TEXT SEGMENT =>
---

Home    Up 

"A Teaching on Imitating the Life of Jesus Christ"
("Stream of Living Water" Series)
Jeremiah 17:5-10 and John 7:28-29, 37-39
Douglas K. Huneke
September 14, 2003



Awhile back, a college student, home after being away for two years at an overseas campus, told me about his Christian spiritual awakening, and central to it was his desire to live a more "Christ-like life." In the process he was sorting out what he had learned in his family, in church school, and from all his college religious studies classes.

He said that Sunday school, youth group, and the college courses taught him about religion, but did not help him to believe. By the time he went overseas he knew the history of Christianity, Judaism, and Islam, but he did not feel linked to his own tradition, its teachings, or its community. He realized the chasm separating knowing and believing and belonging.

He was also troubled by the materialism with which he grew up. He was ill at ease with this culture’s relentless pursuit of success, wealth, and pleasure that he felt had numbed his spirituality. He was hungry for something deeper, more meaningful and fulfilling. Still, the faith of his youth gave him the roots that kept him open to the innate spirituality that later led to his awakening.

This young man is legion. His experiences cross generations, classes, professions, religions, practices, and gender. Many of us share his story. Our stories underscore the opening lines of Richard Foster’s book that will guide this 7-part series. He writes, "Today a mighty river of the Spirit is bursting forth from the hearts of women and men, boys and girls. It is a deep river of divine intimacy, a powerful river of holy living, a dancing river of jubilation in the Spirit, and a broad river of unconditional love for all peoples."

---

PROVIDED DATA =>
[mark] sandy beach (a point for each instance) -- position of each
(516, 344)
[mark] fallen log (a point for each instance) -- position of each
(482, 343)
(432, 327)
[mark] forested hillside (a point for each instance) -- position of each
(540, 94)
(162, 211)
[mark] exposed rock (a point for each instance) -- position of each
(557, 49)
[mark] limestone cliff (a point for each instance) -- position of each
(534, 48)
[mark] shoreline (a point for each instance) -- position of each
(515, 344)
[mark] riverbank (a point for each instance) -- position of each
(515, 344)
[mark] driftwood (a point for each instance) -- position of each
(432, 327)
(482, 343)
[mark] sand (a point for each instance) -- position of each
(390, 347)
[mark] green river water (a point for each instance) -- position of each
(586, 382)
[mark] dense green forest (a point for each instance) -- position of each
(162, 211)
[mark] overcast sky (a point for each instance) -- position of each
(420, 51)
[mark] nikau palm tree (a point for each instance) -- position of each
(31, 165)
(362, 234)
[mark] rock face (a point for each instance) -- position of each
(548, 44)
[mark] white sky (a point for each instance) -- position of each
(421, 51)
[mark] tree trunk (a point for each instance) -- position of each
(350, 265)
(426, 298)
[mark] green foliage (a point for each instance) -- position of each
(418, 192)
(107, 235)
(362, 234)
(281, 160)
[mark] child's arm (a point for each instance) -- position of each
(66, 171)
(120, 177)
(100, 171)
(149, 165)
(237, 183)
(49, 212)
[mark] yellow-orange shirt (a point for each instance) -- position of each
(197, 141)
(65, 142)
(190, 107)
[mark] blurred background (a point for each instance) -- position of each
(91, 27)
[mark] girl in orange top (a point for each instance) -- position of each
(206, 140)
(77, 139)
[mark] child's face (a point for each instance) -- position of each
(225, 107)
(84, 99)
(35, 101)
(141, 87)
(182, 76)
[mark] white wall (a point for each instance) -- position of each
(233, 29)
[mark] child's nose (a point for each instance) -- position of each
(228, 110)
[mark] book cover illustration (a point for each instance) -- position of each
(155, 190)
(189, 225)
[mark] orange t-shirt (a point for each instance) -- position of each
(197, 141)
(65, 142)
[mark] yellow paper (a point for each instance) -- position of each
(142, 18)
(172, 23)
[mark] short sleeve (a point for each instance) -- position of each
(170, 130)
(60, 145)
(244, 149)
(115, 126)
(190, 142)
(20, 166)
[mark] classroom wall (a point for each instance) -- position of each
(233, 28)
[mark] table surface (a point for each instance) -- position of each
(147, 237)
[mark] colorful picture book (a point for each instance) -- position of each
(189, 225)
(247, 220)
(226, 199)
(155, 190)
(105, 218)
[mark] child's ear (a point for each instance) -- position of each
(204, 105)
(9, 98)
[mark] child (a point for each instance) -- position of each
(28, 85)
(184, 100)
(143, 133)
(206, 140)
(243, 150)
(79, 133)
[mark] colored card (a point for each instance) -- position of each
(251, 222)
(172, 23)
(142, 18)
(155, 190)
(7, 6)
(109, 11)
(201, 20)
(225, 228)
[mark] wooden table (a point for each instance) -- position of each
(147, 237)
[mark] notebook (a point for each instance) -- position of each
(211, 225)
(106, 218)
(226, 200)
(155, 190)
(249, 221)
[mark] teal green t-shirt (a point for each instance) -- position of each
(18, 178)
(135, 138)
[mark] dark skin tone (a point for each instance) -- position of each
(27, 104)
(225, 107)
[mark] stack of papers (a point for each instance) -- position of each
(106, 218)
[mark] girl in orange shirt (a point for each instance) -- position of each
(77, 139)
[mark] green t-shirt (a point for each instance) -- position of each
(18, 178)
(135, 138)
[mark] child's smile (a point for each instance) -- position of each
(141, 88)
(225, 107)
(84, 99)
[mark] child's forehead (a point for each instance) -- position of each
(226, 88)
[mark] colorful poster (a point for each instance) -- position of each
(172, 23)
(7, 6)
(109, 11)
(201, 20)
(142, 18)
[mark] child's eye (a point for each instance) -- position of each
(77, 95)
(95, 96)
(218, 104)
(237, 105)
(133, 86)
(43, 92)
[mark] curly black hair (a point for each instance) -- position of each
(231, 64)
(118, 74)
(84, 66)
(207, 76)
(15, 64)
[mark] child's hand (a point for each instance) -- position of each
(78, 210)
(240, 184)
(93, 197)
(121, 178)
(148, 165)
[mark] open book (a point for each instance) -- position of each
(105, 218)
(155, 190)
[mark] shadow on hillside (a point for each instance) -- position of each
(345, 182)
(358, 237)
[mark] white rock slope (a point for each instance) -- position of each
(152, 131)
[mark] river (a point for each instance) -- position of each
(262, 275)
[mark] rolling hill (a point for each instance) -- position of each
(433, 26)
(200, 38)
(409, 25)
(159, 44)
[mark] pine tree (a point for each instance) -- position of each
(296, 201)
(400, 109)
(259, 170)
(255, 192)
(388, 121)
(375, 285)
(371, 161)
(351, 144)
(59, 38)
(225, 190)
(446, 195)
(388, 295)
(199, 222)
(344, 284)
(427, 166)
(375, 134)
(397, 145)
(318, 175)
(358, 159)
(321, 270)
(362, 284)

---

AIM OF THE TASK => Quote the sermon word for word, starting at the words containing "He said that" and ending after "to his awakening.". Rely on the sermon alone and leave the data out.

TASK OUTPUT =>
He said that Sunday school, youth group, and the college courses taught him about religion, but did not help him to believe. By the time he went overseas he knew the history of Christianity, Judaism, and Islam, but he did not feel linked to his own tradition, its teachings, or its community. He realized the chasm separating knowing and believing and belonging.

He was also troubled by the materialism with which he grew up. He was ill at ease with this culture’s relentless pursuit of success, wealth, and pleasure that he felt had numbed his spirituality. He was hungry for something deeper, more meaningful and fulfilling. Still, the faith of his youth gave him the roots that kept him open to the innate spirituality that later led to his awakening.